The request: Can you recast every line of the records below as a numbered list, leaving out any blank lines?

[Location labeling records]
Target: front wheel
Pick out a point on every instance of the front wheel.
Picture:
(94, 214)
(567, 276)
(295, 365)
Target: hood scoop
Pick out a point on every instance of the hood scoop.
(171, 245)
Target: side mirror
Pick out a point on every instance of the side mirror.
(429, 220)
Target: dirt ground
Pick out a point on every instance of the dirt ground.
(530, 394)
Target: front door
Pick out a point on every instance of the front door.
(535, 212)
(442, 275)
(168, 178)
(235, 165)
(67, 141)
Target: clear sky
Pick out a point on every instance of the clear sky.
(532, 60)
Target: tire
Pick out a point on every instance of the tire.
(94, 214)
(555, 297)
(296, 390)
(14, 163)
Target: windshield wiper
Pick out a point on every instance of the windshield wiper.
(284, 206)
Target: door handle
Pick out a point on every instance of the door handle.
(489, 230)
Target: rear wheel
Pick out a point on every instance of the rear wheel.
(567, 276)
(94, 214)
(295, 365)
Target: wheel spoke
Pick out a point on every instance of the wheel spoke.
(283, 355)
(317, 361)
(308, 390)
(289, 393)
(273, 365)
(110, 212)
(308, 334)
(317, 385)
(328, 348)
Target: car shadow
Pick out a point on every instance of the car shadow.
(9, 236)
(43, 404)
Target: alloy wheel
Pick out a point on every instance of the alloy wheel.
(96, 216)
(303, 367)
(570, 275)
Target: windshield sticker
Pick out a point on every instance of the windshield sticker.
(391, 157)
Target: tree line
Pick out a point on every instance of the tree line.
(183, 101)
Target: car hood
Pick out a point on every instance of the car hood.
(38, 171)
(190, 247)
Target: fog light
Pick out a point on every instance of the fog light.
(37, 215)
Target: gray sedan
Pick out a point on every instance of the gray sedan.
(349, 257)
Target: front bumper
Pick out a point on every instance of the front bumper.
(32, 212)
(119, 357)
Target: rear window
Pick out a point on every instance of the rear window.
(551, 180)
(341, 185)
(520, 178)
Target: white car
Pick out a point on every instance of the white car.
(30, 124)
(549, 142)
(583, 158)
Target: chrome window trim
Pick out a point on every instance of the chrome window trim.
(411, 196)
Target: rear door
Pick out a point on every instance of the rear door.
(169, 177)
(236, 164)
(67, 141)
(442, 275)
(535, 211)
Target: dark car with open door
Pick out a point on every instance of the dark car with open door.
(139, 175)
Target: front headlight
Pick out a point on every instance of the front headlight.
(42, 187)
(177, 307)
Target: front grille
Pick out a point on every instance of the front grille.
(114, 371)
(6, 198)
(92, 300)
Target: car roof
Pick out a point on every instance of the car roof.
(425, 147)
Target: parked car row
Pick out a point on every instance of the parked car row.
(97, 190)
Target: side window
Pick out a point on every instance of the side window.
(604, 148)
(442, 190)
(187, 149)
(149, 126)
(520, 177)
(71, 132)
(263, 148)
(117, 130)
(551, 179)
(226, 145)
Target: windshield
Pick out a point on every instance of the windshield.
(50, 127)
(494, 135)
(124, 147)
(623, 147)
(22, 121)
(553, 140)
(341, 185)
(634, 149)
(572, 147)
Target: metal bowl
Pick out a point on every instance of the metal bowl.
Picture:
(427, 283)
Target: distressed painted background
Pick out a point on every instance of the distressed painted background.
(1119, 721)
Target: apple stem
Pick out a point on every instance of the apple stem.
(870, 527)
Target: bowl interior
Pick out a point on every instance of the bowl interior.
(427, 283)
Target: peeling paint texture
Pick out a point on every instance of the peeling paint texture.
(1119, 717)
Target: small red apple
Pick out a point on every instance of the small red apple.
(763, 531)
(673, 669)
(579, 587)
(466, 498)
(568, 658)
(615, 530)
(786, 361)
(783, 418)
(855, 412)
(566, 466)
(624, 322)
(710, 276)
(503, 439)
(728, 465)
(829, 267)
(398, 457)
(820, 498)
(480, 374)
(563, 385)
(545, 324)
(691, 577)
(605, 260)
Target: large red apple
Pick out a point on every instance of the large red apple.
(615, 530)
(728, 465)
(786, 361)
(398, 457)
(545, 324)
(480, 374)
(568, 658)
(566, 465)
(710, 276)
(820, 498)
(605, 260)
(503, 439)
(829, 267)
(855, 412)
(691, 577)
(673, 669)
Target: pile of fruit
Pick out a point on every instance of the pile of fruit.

Task answer:
1. Target: front wheel
2. Pick out a point on every instance of the front wheel.
3. Picture:
4. (94, 214)
5. (567, 276)
6. (295, 365)
7. Target: hood scoop
8. Pick out a point on every instance of the hood scoop.
9. (171, 245)
10. Target: side mirror
11. Pick out a point on every instance of the side mirror.
12. (429, 220)
13. Target: dirt ground
14. Pick out a point on every instance of the dirt ground.
15. (530, 394)
16. Target: front door
17. Pick out a point on every instance of the front door.
18. (535, 212)
19. (442, 275)
20. (168, 178)
21. (235, 165)
22. (67, 141)
23. Target: clear sky
24. Pick out a point on every instance of the clear sky.
25. (532, 60)
26. Target: tire
27. Pick out a point on every instance of the tire.
28. (94, 214)
29. (555, 297)
30. (296, 390)
31. (14, 163)
32. Target: windshield wiper
33. Pick out a point on every instance of the windshield wiper.
34. (284, 206)
35. Target: door handle
36. Pick out a point on every instance of the door handle.
37. (489, 230)
38. Target: rear wheel
39. Pick out a point on every instance of the rear wheel.
40. (567, 276)
41. (94, 214)
42. (295, 365)
43. Target: wheel spoke
44. Pick out a point on every instance of the wheel spoke.
45. (283, 355)
46. (317, 361)
47. (308, 390)
48. (289, 393)
49. (273, 365)
50. (110, 212)
51. (308, 334)
52. (317, 385)
53. (328, 348)
54. Target: car shadow
55. Pick out a point on every instance of the car shadow.
56. (9, 236)
57. (43, 404)
58. Target: alloy wheel
59. Pick out a point on every instance of the alloy wheel.
60. (96, 216)
61. (303, 367)
62. (570, 275)
63. Target: windshield sticker
64. Pick out a point on every instance of the windshield sticker.
65. (391, 157)
66. Target: tree line
67. Pick out a point on every instance of the tree line.
68. (183, 101)
69. Target: car hood
70. Pick out a point on every instance of the car hood.
71. (38, 171)
72. (190, 247)
73. Target: fog light
74. Pick out a point on every instance of the fog light.
75. (37, 215)
76. Target: gray sedan
77. Pick out a point on every instance of the gray sedan.
78. (349, 257)
79. Target: front bumper
80. Pick out a point on every instance of the front bumper.
81. (32, 212)
82. (119, 357)
83. Target: rear window
84. Pick out a point on every instance of the rear window.
85. (551, 180)
86. (341, 185)
87. (520, 178)
88. Target: white car
89. Pick out a point on every instance of the white car.
90. (30, 124)
91. (549, 142)
92. (583, 158)
93. Target: chrome window trim
94. Pick out a point on every instance of the chrome window trim.
95. (411, 196)
96. Target: rear door
97. Pick out a point on every instance of the rear door.
98. (169, 177)
99. (236, 164)
100. (67, 141)
101. (442, 275)
102. (535, 211)
103. Target: dark car with open door
104. Pick out a point on every instance of the dark car with open door.
105. (139, 175)
106. Target: front headlight
107. Pick out a point on every instance of the front headlight.
108. (42, 187)
109. (177, 307)
110. Target: front grille
111. Pick out a point on every instance of the front grille.
112. (114, 371)
113. (6, 198)
114. (92, 300)
115. Target: car roof
116. Pick out a point on every instance of the car roof.
117. (425, 147)
118. Target: parked car row
119. Pick out a point on every instance of the parked car row.
120. (97, 190)
121. Target: side window
122. Pick out a point on every instance of the side window.
123. (604, 148)
124. (442, 190)
125. (187, 149)
126. (149, 126)
127. (520, 177)
128. (71, 132)
129. (263, 148)
130. (117, 130)
131. (551, 179)
132. (226, 145)
133. Target: windshield
134. Pick out a point on every instance of the windshield.
135. (50, 127)
136. (494, 135)
137. (124, 147)
138. (623, 147)
139. (22, 121)
140. (553, 140)
141. (341, 185)
142. (634, 149)
143. (572, 147)
144. Target: metal bowl
145. Pick out a point on every instance of the metal bowl.
146. Picture:
147. (427, 283)
148. Target: distressed painted background
149. Pick out a point on every instance of the distressed painted background.
150. (1119, 721)
151. Target: apple stem
152. Pick out a point on every instance of the apple stem.
153. (870, 527)
154. Target: bowl interior
155. Pick out a point on every instance of the bowl interior.
156. (427, 283)
157. Target: peeling paint texture
158. Pick out a point on every instance of the peeling paint texture.
159. (1119, 717)
160. Target: small red apple
161. Pick out a point on every instance of the small red apple.
162. (763, 531)
163. (673, 669)
164. (579, 587)
165. (466, 498)
166. (568, 658)
167. (615, 530)
168. (786, 361)
169. (783, 418)
170. (855, 412)
171. (566, 466)
172. (624, 322)
173. (710, 276)
174. (503, 439)
175. (728, 465)
176. (829, 267)
177. (398, 457)
178. (820, 498)
179. (480, 374)
180. (563, 385)
181. (545, 324)
182. (691, 577)
183. (605, 260)
184. Target: large red apple
185. Pick out a point on every instance of the large red apple.
186. (615, 530)
187. (728, 465)
188. (786, 361)
189. (398, 457)
190. (545, 324)
191. (480, 374)
192. (568, 658)
193. (566, 465)
194. (710, 276)
195. (820, 498)
196. (605, 260)
197. (503, 439)
198. (829, 267)
199. (855, 412)
200. (691, 577)
201. (673, 669)
202. Target: pile of fruit
203. Pick out a point on every instance of the pile of fruit.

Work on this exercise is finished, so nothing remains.